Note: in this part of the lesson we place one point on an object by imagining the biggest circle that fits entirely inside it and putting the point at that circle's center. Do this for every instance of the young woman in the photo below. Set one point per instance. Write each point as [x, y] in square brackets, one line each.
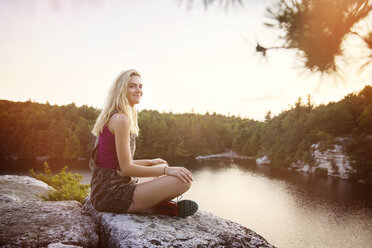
[121, 184]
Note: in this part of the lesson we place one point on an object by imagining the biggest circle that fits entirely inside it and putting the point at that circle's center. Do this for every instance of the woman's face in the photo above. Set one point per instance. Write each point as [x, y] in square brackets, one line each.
[134, 90]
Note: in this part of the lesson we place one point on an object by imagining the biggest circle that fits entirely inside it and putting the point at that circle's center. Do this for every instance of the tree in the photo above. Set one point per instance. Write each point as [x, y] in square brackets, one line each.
[317, 29]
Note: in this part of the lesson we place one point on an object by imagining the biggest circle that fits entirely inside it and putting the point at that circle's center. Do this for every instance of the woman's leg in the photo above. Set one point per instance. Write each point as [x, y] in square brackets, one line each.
[149, 193]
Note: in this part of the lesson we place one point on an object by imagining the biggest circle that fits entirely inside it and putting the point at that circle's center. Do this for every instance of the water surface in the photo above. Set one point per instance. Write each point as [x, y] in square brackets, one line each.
[289, 209]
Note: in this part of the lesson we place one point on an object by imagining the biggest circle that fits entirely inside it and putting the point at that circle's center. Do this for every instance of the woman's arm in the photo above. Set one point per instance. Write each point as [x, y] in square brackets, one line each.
[119, 124]
[150, 162]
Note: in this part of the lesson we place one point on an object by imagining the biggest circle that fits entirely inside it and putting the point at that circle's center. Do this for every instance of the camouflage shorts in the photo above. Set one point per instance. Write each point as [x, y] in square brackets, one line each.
[109, 191]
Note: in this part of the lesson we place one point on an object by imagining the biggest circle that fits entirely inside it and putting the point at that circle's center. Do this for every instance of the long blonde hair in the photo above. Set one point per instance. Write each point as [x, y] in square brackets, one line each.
[117, 101]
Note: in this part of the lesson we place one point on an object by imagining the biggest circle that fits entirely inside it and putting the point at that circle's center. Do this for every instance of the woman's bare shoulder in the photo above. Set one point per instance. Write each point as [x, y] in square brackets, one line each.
[119, 120]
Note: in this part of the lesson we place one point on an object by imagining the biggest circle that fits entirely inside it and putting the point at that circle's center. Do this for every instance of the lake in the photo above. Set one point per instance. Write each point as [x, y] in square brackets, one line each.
[289, 209]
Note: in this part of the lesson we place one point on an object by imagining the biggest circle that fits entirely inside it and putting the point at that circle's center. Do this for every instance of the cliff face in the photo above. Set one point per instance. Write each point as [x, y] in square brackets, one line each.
[147, 230]
[28, 221]
[333, 162]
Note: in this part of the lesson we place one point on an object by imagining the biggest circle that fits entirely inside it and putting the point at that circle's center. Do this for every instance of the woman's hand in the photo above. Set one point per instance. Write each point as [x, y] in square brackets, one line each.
[180, 172]
[159, 161]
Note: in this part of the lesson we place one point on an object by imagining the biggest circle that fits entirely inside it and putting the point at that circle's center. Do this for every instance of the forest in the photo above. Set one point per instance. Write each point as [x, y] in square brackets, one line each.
[30, 130]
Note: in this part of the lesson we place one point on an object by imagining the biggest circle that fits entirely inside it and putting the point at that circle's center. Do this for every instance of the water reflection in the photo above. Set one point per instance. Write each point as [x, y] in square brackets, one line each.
[289, 209]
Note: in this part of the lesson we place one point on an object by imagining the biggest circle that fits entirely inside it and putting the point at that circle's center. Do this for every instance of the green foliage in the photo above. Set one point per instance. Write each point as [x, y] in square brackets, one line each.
[30, 129]
[66, 184]
[27, 129]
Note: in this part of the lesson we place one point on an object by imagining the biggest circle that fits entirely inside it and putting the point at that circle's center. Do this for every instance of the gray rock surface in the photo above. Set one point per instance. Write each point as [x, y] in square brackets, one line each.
[148, 230]
[28, 221]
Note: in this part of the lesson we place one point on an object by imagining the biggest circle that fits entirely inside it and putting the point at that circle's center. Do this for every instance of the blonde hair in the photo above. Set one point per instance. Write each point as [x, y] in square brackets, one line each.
[117, 101]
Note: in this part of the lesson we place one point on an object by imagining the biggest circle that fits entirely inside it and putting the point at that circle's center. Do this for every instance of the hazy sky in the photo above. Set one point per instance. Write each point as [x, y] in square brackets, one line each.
[71, 51]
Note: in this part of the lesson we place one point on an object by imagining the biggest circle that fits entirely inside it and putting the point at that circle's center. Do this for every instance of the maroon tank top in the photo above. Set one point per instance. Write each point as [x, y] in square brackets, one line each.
[106, 154]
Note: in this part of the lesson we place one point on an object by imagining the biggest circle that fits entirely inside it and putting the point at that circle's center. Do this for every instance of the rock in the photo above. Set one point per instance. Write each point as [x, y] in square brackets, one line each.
[148, 230]
[28, 221]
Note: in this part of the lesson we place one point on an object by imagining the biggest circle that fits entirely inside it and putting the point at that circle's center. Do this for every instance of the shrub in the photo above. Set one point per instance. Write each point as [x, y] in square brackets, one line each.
[66, 184]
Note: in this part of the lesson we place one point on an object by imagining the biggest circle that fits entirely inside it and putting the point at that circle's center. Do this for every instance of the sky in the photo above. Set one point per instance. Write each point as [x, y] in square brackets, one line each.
[191, 60]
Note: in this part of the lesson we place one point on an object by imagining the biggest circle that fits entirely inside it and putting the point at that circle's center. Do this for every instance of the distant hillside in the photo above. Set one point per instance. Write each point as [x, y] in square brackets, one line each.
[30, 130]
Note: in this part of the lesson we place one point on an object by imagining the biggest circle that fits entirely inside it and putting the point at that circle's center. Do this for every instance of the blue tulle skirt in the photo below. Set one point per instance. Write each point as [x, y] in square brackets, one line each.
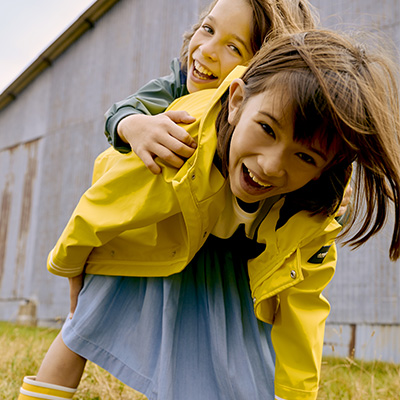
[192, 335]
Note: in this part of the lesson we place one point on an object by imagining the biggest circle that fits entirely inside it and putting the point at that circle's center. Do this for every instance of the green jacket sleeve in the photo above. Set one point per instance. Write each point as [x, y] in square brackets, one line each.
[153, 98]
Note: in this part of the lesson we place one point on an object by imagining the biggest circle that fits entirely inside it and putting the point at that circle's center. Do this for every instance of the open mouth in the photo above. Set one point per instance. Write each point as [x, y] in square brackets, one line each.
[201, 72]
[253, 181]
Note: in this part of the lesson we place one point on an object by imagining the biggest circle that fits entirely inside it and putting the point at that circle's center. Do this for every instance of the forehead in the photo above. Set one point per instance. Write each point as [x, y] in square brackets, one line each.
[237, 15]
[281, 111]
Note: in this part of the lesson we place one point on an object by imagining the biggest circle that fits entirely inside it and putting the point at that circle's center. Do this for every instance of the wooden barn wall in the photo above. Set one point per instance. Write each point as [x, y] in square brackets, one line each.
[52, 133]
[365, 291]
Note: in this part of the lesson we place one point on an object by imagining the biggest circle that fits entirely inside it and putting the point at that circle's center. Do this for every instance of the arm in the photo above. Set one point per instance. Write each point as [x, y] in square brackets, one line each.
[299, 326]
[126, 196]
[129, 124]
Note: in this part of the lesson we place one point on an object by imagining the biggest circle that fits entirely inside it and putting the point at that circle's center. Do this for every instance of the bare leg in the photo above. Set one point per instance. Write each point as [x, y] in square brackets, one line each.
[61, 366]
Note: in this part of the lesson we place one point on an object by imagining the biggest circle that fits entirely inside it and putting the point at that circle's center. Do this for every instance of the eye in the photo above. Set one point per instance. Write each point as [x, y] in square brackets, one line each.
[268, 130]
[235, 49]
[306, 158]
[208, 29]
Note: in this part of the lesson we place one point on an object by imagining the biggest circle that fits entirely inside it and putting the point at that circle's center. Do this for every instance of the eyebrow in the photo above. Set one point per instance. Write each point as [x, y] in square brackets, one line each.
[313, 149]
[238, 38]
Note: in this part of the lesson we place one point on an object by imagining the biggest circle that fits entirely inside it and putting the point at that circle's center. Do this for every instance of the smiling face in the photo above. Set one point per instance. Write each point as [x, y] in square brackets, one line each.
[264, 159]
[220, 44]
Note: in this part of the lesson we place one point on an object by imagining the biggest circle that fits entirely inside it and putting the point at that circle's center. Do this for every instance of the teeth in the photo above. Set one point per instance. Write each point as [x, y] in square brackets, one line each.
[202, 70]
[257, 181]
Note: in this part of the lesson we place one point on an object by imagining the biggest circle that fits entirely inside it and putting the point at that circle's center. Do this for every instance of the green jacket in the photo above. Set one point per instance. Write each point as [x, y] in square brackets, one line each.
[131, 222]
[153, 98]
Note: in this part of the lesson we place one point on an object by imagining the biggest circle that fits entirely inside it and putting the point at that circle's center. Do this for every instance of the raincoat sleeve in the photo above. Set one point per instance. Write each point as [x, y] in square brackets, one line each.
[299, 326]
[124, 196]
[153, 98]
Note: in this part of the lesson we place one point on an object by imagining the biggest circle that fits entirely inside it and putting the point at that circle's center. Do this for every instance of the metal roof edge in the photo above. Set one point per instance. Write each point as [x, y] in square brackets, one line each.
[85, 22]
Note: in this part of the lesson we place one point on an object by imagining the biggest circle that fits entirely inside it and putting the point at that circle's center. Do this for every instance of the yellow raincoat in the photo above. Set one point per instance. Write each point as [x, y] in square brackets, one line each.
[133, 223]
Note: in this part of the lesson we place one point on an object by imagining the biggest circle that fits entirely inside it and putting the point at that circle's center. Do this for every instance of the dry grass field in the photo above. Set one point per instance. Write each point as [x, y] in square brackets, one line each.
[23, 348]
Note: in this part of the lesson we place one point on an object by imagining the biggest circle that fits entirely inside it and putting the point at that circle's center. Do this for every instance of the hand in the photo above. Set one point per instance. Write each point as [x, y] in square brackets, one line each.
[345, 201]
[152, 136]
[75, 286]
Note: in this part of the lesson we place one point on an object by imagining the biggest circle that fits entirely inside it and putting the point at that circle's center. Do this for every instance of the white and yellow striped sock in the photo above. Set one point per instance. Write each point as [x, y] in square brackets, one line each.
[34, 390]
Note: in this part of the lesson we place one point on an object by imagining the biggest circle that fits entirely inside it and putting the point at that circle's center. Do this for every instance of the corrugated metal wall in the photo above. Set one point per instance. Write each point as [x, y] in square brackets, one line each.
[51, 135]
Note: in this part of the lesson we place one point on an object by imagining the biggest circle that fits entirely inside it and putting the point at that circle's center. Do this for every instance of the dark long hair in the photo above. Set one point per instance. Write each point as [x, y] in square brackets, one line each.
[344, 96]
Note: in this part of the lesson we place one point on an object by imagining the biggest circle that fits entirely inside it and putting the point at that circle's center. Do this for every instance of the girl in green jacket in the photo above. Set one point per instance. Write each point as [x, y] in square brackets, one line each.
[211, 49]
[206, 282]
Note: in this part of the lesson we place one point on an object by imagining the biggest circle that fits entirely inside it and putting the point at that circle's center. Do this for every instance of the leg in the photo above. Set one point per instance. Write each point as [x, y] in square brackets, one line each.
[61, 366]
[58, 376]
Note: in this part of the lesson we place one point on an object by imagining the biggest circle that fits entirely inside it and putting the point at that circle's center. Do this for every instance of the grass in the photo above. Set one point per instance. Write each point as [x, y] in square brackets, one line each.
[23, 348]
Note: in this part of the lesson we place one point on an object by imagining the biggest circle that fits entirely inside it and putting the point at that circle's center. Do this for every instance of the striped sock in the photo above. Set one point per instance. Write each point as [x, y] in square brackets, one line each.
[34, 390]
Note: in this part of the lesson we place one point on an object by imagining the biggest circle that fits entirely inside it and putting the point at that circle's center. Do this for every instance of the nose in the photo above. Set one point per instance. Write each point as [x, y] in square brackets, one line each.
[273, 164]
[209, 49]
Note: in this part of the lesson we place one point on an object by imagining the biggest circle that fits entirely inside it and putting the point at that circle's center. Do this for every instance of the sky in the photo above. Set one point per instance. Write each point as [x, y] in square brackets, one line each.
[28, 27]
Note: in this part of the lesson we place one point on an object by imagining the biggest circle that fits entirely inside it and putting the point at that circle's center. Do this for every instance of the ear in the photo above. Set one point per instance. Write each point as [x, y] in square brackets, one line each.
[236, 96]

• [Direction] Copy the lines word for word, beginning with the line that contains "of the nose" and continuing through the final line.

• [Right answer]
Note: in this part of the lesson we place one point on an object by imagining the biggest circle that fits entirely inside it and putting the point at that circle's center. Do this for every instance of the nose in the photo above. Set one point per instance. Write each point as [x, y] in square brackets, one line each.
[273, 164]
[209, 49]
Note: in this part of the lesson we place one point on an object by imagining the biggest circle that fits entirely inside it and putting the point at that circle's center. Do this for every instance of the sky in the photo above. Set one point per instance. Write each point as [x, y] in square brackets, one line each.
[28, 27]
Note: in this part of the lesson we place one point on an object by imagining the biggest circle that fits entirely inside it and putting the point at that circle's center. Do this for every instance of the ear in the photo above. Set one point per instance. Write each point as [x, y] in square brackets, one line each.
[236, 96]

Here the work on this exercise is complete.